Exercise:
Could you reproduce, exactly as written, every line from the one containing "Objective — a point for each instance of the parrot" through the last line of the records, and nothing else?

Provided data:
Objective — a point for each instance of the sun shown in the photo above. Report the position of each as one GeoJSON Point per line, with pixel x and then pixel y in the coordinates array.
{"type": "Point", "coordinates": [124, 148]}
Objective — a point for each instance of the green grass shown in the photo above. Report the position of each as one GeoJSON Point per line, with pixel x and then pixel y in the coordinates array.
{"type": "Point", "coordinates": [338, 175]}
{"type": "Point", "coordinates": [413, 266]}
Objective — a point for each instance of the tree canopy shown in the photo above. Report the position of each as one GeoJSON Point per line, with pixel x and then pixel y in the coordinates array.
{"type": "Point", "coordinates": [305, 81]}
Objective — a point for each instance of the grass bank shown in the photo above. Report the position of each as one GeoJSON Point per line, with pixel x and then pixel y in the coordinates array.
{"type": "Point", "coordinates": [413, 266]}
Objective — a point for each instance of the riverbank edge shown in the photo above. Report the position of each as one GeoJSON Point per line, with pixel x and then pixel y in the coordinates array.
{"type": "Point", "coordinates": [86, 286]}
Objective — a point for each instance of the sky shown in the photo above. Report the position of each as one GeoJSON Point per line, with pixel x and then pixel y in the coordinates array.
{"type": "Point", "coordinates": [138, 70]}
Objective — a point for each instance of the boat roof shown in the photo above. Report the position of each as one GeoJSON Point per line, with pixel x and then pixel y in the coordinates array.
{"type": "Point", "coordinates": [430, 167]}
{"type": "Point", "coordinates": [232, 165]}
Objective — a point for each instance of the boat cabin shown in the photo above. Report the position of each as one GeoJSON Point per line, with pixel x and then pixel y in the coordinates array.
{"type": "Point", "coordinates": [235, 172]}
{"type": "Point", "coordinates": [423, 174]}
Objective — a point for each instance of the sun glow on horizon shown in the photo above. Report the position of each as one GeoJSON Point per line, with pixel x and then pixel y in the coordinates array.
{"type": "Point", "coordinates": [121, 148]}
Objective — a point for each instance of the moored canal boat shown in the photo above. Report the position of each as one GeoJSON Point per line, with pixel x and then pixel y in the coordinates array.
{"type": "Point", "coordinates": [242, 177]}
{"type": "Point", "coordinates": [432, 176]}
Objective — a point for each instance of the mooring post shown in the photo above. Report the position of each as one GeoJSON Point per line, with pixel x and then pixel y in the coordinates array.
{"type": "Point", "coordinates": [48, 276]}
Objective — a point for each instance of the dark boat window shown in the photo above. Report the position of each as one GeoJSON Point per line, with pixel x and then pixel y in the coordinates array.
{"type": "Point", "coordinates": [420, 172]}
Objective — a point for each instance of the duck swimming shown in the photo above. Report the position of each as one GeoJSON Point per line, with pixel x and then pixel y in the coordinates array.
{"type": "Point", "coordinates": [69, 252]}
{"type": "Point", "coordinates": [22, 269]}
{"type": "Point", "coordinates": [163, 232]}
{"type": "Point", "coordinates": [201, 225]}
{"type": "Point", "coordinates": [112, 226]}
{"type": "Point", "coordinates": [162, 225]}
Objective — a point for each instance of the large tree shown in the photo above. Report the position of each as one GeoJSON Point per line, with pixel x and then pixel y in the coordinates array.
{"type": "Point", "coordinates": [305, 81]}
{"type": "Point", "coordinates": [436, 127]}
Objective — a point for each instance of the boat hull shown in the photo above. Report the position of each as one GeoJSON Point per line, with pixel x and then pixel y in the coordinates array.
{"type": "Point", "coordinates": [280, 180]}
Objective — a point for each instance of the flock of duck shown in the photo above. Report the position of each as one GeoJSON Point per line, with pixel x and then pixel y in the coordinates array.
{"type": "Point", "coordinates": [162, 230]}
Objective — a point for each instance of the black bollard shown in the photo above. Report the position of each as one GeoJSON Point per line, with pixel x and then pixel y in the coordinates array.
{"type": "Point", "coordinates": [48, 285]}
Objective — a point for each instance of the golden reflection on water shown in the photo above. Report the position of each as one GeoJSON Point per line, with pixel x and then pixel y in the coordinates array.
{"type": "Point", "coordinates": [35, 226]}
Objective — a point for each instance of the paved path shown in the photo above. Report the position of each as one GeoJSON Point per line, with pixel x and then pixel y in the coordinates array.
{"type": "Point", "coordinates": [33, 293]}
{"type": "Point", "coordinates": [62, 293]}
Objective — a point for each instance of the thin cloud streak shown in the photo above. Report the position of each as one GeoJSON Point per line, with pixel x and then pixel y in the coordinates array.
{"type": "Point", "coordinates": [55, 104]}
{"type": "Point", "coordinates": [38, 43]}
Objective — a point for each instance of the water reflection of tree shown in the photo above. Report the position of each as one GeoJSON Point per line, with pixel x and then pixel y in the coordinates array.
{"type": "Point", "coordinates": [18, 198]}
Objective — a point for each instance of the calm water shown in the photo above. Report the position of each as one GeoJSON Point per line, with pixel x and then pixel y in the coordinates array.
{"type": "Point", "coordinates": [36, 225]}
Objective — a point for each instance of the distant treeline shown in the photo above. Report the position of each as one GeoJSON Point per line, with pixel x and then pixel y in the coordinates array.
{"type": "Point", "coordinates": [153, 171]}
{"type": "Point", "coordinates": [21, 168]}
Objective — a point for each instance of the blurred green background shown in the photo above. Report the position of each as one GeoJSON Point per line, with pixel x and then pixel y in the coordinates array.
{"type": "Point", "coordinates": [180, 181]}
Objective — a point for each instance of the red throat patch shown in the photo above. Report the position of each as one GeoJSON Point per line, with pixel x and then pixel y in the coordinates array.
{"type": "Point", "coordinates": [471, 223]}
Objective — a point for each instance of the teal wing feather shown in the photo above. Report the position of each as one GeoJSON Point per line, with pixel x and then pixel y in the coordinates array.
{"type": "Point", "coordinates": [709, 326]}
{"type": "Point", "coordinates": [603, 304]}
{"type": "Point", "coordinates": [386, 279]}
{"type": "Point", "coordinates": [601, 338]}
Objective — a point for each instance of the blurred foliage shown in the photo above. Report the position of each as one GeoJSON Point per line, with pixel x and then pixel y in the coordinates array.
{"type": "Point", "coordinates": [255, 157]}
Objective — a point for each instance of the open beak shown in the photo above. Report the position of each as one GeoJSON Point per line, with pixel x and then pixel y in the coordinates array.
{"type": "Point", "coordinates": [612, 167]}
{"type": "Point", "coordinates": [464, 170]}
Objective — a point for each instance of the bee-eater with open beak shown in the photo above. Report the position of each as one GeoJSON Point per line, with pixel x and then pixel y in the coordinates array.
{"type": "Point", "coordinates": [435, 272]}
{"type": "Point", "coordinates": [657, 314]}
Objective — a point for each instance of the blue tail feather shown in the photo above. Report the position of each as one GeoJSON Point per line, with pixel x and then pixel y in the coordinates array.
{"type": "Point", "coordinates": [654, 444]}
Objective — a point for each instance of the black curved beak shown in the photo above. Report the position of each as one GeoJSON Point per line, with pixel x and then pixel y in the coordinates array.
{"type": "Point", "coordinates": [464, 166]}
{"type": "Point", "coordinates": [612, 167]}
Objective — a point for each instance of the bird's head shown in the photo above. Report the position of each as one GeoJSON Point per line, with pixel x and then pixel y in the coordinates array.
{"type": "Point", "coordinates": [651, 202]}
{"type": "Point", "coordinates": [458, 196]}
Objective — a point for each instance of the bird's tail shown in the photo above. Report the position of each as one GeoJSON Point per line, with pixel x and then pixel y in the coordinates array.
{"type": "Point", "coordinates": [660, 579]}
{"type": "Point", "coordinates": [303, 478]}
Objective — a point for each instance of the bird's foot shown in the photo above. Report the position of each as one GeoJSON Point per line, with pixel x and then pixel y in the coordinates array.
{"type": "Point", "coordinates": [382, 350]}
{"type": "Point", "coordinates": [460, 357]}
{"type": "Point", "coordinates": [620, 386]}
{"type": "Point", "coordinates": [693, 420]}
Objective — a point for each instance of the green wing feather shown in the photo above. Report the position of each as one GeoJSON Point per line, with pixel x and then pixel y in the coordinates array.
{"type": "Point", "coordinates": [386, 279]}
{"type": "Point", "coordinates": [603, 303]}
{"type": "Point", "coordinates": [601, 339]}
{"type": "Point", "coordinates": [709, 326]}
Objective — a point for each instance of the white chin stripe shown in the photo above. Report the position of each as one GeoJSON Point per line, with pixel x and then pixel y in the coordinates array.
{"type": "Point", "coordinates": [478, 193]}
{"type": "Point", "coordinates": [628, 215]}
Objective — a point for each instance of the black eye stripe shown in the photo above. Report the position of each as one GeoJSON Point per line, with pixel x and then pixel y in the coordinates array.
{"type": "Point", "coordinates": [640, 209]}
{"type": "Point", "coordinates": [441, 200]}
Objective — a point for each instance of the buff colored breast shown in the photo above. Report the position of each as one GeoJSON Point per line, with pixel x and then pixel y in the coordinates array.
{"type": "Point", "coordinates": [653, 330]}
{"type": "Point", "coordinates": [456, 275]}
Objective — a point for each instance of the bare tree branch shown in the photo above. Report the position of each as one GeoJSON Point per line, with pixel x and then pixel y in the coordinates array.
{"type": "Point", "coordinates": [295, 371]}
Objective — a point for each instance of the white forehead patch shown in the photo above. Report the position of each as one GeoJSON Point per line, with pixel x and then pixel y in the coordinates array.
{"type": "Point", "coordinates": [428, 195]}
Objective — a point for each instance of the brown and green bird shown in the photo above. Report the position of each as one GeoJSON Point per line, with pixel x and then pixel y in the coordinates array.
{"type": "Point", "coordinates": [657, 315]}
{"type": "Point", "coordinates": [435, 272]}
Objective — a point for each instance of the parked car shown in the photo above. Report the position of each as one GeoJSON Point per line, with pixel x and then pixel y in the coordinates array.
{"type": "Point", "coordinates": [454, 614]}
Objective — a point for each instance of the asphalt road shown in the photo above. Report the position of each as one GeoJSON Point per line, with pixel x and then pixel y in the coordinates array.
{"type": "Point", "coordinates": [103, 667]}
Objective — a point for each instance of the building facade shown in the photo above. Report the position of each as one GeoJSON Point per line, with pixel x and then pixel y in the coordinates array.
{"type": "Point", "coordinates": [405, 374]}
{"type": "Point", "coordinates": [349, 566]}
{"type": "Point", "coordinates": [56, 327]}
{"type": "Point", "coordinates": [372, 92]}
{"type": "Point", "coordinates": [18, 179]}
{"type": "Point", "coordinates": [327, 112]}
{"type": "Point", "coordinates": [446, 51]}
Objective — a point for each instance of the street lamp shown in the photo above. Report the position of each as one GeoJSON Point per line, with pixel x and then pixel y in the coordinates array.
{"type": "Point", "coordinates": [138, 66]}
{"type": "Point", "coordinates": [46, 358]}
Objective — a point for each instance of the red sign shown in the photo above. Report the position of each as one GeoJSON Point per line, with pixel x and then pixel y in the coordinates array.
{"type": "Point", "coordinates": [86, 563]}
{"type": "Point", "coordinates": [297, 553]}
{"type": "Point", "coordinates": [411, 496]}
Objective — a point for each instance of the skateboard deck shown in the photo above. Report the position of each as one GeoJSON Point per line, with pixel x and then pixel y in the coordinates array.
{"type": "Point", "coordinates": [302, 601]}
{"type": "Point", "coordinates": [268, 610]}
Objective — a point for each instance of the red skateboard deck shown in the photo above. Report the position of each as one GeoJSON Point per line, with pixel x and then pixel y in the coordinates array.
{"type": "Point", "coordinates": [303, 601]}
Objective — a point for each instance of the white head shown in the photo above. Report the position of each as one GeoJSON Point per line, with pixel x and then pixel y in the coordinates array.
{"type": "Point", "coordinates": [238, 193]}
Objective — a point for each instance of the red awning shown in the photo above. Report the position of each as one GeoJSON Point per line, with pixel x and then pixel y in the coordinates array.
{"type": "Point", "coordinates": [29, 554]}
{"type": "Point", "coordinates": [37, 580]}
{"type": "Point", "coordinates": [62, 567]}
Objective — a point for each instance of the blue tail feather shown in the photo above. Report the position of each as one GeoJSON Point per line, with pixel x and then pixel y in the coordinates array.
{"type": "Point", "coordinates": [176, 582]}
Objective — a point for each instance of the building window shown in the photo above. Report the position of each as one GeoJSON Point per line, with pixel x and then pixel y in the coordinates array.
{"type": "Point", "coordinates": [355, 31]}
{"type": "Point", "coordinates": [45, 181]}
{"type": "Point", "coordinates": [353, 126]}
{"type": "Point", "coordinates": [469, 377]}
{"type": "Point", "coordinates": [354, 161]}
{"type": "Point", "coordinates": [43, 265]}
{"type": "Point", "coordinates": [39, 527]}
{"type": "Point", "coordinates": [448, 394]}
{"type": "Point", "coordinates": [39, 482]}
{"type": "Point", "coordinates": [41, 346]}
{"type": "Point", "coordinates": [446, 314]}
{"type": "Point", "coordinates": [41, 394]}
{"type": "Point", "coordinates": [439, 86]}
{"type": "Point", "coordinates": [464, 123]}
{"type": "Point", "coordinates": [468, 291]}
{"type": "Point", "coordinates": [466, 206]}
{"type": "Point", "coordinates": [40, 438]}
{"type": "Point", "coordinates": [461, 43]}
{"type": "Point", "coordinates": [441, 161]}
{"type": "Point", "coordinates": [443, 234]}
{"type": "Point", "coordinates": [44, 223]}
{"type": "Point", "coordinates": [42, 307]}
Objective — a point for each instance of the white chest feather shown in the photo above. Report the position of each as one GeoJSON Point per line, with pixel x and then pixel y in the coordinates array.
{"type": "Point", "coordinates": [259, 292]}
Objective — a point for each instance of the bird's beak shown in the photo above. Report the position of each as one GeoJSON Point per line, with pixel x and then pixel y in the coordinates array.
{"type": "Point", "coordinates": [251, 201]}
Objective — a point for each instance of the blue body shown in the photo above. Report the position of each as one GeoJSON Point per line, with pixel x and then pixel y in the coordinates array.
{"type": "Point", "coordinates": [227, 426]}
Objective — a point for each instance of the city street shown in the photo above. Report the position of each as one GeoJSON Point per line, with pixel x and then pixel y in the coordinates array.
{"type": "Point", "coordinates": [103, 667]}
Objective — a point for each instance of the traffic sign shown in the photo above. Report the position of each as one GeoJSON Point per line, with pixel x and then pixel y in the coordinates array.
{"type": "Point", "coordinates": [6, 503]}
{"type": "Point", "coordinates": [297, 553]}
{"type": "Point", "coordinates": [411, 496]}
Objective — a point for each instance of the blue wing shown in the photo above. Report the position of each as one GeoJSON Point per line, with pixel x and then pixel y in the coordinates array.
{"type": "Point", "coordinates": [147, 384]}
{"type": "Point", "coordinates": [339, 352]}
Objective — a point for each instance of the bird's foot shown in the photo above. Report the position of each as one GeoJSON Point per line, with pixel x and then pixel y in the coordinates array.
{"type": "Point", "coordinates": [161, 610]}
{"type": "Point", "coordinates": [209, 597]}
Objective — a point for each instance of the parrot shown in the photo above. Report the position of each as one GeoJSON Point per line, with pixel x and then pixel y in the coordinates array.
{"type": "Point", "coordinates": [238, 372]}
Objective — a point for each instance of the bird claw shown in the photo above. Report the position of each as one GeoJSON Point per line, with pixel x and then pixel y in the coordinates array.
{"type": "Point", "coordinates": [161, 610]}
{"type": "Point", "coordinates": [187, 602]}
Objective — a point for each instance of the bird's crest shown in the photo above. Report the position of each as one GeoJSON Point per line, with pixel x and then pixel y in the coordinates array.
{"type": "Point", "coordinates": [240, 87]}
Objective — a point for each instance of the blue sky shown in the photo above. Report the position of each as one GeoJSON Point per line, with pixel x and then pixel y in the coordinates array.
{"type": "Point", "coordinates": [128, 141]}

Output below:
Objective — a point for each instance of the parrot shown in the photo above. Report the position of each as one GeoJSON Point per line, with pixel x and then pixel y in the coordinates array.
{"type": "Point", "coordinates": [238, 372]}
Objective — a point for each instance of the bird claw shown in the photo above. Report the position of each as one GeoJSON Point per line, with pixel x and then pixel y in the coordinates array.
{"type": "Point", "coordinates": [161, 610]}
{"type": "Point", "coordinates": [187, 602]}
Objective — a point for each instance of the bird's crest shown in the photo above. Report the position of each as one GeoJSON Point per line, with pixel x and then pixel y in the coordinates array.
{"type": "Point", "coordinates": [240, 87]}
Objective — a point for each instance of the blue sky shown in the photo above. Report the position of each as one GeoJSON Point per line, with pixel x and then pixel y in the coordinates array.
{"type": "Point", "coordinates": [128, 141]}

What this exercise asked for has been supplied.